[Dataset items]
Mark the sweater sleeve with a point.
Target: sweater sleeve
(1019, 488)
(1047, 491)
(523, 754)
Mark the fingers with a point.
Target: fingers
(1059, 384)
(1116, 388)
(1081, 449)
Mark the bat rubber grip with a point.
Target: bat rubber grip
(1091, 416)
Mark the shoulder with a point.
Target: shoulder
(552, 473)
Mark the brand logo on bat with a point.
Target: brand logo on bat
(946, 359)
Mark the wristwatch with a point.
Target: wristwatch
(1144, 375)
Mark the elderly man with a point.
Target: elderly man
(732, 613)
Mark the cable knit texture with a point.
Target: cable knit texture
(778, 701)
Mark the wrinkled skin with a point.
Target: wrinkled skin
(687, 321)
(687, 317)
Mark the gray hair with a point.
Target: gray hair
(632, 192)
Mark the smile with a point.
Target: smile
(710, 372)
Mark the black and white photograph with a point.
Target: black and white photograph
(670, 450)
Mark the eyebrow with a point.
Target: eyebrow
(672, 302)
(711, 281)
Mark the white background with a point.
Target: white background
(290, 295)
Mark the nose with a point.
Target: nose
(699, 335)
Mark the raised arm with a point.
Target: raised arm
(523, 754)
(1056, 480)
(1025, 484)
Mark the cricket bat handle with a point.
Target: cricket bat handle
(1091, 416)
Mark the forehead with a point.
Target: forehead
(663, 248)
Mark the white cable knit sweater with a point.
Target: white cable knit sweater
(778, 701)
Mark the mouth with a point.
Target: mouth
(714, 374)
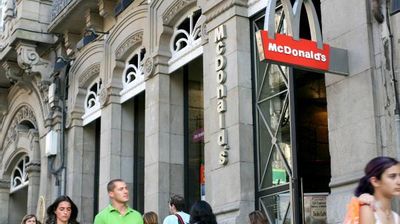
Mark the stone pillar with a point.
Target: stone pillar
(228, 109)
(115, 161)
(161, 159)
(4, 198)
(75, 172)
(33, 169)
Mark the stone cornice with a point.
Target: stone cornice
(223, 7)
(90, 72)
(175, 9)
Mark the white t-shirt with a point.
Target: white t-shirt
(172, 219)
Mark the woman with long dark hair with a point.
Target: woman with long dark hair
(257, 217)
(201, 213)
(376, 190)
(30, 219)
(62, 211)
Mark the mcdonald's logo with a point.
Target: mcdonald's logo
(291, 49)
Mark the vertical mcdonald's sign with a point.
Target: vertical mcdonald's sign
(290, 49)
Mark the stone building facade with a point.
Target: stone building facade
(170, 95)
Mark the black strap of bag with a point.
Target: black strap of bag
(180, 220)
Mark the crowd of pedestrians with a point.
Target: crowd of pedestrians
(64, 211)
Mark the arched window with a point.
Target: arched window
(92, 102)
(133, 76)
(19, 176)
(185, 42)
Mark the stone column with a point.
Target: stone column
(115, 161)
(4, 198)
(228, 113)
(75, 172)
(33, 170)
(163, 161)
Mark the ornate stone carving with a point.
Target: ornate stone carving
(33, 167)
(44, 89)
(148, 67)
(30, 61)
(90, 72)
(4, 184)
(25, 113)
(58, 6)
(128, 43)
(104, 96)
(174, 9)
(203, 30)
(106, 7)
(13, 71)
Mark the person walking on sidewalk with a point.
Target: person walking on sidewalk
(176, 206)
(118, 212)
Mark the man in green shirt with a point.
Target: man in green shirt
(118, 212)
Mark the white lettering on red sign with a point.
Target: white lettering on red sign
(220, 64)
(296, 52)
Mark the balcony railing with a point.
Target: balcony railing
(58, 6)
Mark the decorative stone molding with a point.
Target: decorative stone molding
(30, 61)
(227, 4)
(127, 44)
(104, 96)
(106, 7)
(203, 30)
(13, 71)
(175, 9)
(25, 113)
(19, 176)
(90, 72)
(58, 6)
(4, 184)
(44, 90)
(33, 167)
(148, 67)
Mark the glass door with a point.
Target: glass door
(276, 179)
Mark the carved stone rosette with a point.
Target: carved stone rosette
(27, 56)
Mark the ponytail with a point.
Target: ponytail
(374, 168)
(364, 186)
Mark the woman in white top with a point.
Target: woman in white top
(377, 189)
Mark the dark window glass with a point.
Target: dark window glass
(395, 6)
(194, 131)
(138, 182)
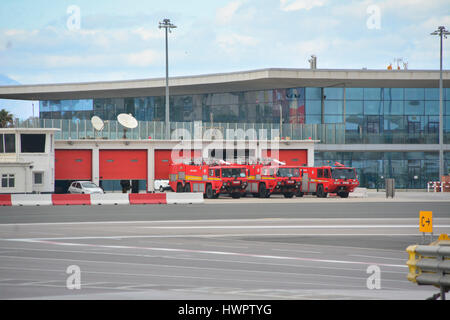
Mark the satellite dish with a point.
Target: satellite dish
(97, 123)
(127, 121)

→ **EXERCISE**
Set down, exactly as they stand above, the lines starting with the line with "Target: smile" and going on through the line with "Mark the forehead with a point.", and no others.

→ **RESPONSE TO THE TASK**
Target: smile
(710, 372)
Mark the black and white photograph with a point.
Target: black and white photograph
(670, 450)
Mark the eyebrow with a point.
Target: eyebrow
(672, 302)
(711, 281)
Mark the white background with a point.
Target: white background
(290, 295)
Mark the nose with a point.
Target: nose
(699, 335)
Mark the raised arm with a point.
Target: raised arm
(523, 754)
(1056, 480)
(1025, 484)
Mark the cricket bat handle with a point.
Target: cricket bat handle
(1091, 416)
Mark the forehead with a point.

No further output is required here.